(Task): Your answer must be the full set of records, repeated exactly.

[Records contained in a dataset]
——————————

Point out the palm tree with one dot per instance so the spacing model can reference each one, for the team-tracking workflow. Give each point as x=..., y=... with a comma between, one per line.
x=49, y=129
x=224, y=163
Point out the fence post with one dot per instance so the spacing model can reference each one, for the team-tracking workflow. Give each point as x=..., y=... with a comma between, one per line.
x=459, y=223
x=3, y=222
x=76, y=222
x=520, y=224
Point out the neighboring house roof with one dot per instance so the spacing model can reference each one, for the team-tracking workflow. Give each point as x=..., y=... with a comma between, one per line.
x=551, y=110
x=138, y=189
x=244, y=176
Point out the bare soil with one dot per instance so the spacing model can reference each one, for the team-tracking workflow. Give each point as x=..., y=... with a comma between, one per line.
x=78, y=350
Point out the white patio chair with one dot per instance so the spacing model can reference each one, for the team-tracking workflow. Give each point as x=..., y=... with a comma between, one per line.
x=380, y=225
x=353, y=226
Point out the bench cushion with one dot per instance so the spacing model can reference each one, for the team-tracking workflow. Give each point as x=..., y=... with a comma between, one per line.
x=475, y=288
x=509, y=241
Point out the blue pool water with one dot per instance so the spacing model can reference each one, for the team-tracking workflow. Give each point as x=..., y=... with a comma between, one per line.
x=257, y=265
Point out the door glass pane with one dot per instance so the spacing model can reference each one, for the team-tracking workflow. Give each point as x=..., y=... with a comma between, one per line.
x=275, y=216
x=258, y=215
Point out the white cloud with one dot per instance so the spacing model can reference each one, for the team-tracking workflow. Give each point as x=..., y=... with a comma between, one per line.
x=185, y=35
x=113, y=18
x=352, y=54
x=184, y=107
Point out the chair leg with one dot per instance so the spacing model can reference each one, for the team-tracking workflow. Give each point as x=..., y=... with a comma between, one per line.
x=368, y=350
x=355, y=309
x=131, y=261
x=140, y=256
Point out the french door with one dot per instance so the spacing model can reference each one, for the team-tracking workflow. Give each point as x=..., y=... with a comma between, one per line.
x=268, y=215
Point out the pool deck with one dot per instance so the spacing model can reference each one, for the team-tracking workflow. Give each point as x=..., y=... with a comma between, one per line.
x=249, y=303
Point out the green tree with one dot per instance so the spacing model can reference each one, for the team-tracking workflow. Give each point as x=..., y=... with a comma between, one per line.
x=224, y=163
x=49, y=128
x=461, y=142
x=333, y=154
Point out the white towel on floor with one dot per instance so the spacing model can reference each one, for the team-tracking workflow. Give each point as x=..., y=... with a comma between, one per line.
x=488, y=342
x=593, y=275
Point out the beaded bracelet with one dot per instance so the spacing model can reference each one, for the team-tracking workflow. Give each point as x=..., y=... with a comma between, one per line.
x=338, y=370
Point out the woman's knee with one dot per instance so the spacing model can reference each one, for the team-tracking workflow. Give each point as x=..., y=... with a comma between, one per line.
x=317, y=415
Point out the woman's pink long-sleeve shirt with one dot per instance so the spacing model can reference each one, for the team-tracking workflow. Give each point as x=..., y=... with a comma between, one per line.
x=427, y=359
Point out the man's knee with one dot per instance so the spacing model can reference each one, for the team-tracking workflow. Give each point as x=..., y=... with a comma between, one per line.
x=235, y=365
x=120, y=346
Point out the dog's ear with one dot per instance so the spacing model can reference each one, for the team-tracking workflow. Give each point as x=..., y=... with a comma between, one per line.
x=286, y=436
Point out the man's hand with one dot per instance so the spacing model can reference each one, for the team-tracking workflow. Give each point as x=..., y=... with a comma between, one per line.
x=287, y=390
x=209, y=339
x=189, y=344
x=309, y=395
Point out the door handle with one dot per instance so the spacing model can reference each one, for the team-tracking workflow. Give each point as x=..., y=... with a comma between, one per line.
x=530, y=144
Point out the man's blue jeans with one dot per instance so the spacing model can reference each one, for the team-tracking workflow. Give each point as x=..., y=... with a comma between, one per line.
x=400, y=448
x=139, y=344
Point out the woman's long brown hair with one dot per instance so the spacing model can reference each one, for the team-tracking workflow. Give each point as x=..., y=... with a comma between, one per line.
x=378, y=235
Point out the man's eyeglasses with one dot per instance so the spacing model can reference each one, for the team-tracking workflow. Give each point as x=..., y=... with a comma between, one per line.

——————————

(Output of the task):
Point out the palm tree with one dot per instance so the spacing model can reference each one, for the team-tracking workflow. Give each point as x=..., y=... with a comma between, one per line.
x=49, y=129
x=224, y=163
Point out the fence post with one dot per instance so the spacing model can reference each one, for the team-tracking workflow. Give each point as x=..., y=... with a comma between, one per line.
x=459, y=223
x=3, y=222
x=76, y=222
x=520, y=224
Point out the neighboring house roof with one dot per instance so the spacing model can reference each one, for the team-tracking workflow. Give each point as x=..., y=... with a comma between, one per line.
x=551, y=110
x=138, y=189
x=244, y=176
Point out the bare soil with one dot per instance so the spacing model can reference each one, for the team-tracking workflow. Give each point as x=..., y=... with a comma between, one per line.
x=78, y=350
Point out the white patio chair with one dot per instance so the spacing model can reference each one, for the team-tracking workflow. Give each point as x=..., y=... with a comma between, one per line.
x=380, y=225
x=353, y=226
Point out the bench cushion with one dot per instance so the spacing model can reference each one, for the team-tracking workflow. Give each point as x=..., y=... with a comma between, one per line.
x=475, y=288
x=509, y=241
Point out the blue pool water with one dot per instance so the spacing model can reference each one, for the team-tracking workflow. Give each point as x=..., y=... with a comma between, one per line.
x=257, y=265
Point out the door glass pane with one dot per instance so the spacing model can reference each one, for the team-tracking workflow. Give each point as x=..., y=... with a comma between, one per line.
x=275, y=216
x=258, y=215
Point out the white cloud with one dot per instance so the spacing model can reference each one, for the team-tracking workflow. Give each point as x=..., y=... with a comma between, one per line.
x=185, y=35
x=113, y=18
x=352, y=54
x=184, y=107
Point out the chair leg with one dot per instance so the spacing model can reference each one, for the team-tracking workflow. Give each point as x=..., y=... with a comma between, one per line.
x=368, y=350
x=355, y=309
x=131, y=261
x=140, y=256
Point out the french door with one dot per instance so the spacing model can reference each one, for the team-tracking workflow. Give each point as x=..., y=... with a comma between, one per line.
x=268, y=215
Point out the pool deck with one dot per instance so the spacing model can reference each one, for the team-tracking workflow. Give each point as x=..., y=... with a comma between, one per line.
x=249, y=303
Point out the green tree with one dot per instance so the spacing model can reference each one, for the team-tracking workflow. Give each point as x=..., y=... with a comma between, one per line.
x=224, y=163
x=49, y=128
x=461, y=142
x=333, y=154
Point out the white towel on floor with one dot per instance so the spacing model can reference each one, for the team-tracking workflow. Give each point as x=..., y=... with a comma between, one per line.
x=488, y=342
x=593, y=275
Point out the beaded bracelet with one dot per instance so the spacing model can reference each one, for the team-tracking workflow. Give each point as x=..., y=... with a comma between, one per line.
x=338, y=370
Point out the woman's knee with one dot per instance so the spacing model can reference each one, for the team-tracking workflow. Give each point as x=..., y=... with a comma between, one per line.
x=317, y=415
Point out the woman's pink long-sleeve shirt with one dot per instance so the spacing model can reference each one, for the team-tracking workflow. Give each point as x=..., y=... with a comma between, one per line.
x=427, y=359
Point out the man's knee with one dot per instance so the spacing model can reference each one, for the team-tracking workflow. Give each point as x=..., y=... with a comma between, one per line.
x=235, y=365
x=120, y=346
Point out the dog's ear with one dot per instance so the spacing model can reference each one, for the team-tracking workflow. Give each point as x=..., y=... with a comma between, one per line.
x=286, y=436
Point out the man's hand with one dot per instance so the spacing model can reference each one, for the team-tracking workflow. Give each point as x=..., y=... with a comma between, one per line.
x=287, y=390
x=209, y=339
x=189, y=344
x=309, y=395
Point out the door handle with one dot per instance so the spacing model can reference each one, for the team-tracking workflow. Give each point as x=..., y=... with a comma between, one per line.
x=530, y=144
Point out the man's blue jeans with one dot per instance so the spacing model can reference each one, for the team-tracking workflow. Give each point as x=..., y=... with a comma between, one per line.
x=400, y=448
x=139, y=344
Point out the woman's long brown hair with one dot per instance so the spacing model can reference each one, for the team-tracking workflow. Give each point as x=..., y=... with a comma between, one per line.
x=378, y=235
Point out the man's eyeglasses with one dot per instance so the spacing model can reference each one, for the team-tracking workflow. Give each point as x=..., y=... with a comma between, one per line.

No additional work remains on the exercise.